INSTRUCTIONS TO FOLLOW:
Lay out every line of the material as a Markdown table with the columns "Row" and "Line", numbering each row and leaving out blank lines.

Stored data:
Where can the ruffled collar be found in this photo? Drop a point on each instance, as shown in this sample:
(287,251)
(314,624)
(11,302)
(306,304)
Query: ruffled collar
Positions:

ANSWER TO THIS PROBLEM:
| Row | Line |
|---|---|
| 1 | Where can the ruffled collar be found in this photo? Drop a point on each instance, as shown in this sample: |
| 2 | (287,251) |
| 3 | (314,624) |
| 4 | (11,302) |
| 5 | (306,304) |
| 6 | Query: ruffled collar |
| 7 | Positions: |